→ WHAT YOU ARE ASKED TO DO: Return the listing below in full, exactly.

→ RECORDS FOR THIS TASK:
+--

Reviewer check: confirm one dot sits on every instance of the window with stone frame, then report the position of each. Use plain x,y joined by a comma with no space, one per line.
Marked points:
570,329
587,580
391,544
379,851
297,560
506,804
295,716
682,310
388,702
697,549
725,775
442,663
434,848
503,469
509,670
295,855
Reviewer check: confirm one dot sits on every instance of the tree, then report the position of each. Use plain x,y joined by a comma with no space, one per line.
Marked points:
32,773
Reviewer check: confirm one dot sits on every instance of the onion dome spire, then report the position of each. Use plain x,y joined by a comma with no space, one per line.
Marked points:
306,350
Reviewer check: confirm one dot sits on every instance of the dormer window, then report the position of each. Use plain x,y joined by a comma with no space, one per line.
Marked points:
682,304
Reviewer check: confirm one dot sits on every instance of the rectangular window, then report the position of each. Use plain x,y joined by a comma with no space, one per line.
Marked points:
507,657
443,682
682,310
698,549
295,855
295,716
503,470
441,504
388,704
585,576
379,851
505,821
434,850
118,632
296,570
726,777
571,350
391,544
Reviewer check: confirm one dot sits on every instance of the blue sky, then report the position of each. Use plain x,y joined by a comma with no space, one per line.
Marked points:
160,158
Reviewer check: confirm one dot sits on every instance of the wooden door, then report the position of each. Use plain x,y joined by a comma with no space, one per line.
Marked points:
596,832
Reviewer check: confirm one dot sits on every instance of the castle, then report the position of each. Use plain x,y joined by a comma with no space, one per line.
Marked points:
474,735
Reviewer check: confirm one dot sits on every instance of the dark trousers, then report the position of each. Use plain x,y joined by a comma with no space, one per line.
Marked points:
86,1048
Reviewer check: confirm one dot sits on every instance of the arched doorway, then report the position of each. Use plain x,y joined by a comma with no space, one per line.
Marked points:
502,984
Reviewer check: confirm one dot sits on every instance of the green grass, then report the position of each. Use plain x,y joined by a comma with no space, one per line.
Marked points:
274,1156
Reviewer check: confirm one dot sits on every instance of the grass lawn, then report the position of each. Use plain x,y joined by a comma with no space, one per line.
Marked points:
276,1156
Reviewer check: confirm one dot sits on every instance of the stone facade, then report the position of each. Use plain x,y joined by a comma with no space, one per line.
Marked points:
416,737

+--

→ ANSWER SPACE:
Reviewer check: confirm one dot sits on every instance of the window with stone frame, then report the position of each. Use plain x,y joined by a comma with no space, one per line.
Marked points:
570,329
587,580
391,544
379,851
297,560
506,804
295,716
682,310
388,702
697,549
725,775
442,663
434,848
503,469
509,670
295,855
Reviewer check: confirm one dot sits on every instance of the tree, then report the position of each. Use plain x,y joined by a comma with no space, one per line.
Marked points:
32,773
Reviewer check: confirm one dot sits on every instance of the onion dome spire, then report the position of each. Use plain x,y joined by a comma with no space, one per line.
Marked points:
306,350
Reviewer check: confirm one dot sits on every instance of the dormer window, then report the position of each. Use plain x,y joined by a comma with no space, one per line.
Marked points:
682,304
Reviewer check: confirm one dot sits on every instance of the rectangular window, then report the position of each. Use plain x,y joined by a comma with no space, one per line.
Marked points:
507,657
443,682
682,310
698,549
295,855
295,716
503,470
441,504
388,704
585,576
379,851
505,821
434,850
118,632
296,570
726,777
571,350
391,544
Reviewer check: confirm one dot sits on every instance of the blue sky, then report the position of each. Use plain x,y joined by a comma with no space, one per line.
Marked points:
160,158
Reviewer check: confirm one dot sits on every instance of the wooden door, then report the position of each. Use plain x,y joined by a comma with no space, one per line.
Marked points:
596,832
Reviewer check: confirm one dot sits on every instance of the castle, then report the position of each. Use plain x,y joined by a comma with no space, one per line.
Marked points:
474,735
Reviewer check: confirm one dot sits on every instance of the dark trousers, then report the position of each. Use plain x,y joined by a comma with no space, one per line.
Marked points:
86,1048
Reviewer check: confirm one dot sits on every instance of the arched doorway, then report the position of each. Use plain x,y joined by a comma with no space, one per line.
Marked points:
502,984
Reviewer check: confirm one dot sits on every instance of the green grass, then report the position of each. Use plain x,y joined by a comma with no space, one per line.
Marked points:
274,1156
Reviewer check: confirm one dot sits on every instance of the grass lawn, then report the position of each. Use plain x,y joined by a comma with no space, one per line.
Marked points:
276,1156
Reviewer check: confirm one dot sits on every instance of the stone facade, then report the position of each. Use plain x,y joined by a comma with no space, one per line.
Marked points:
416,737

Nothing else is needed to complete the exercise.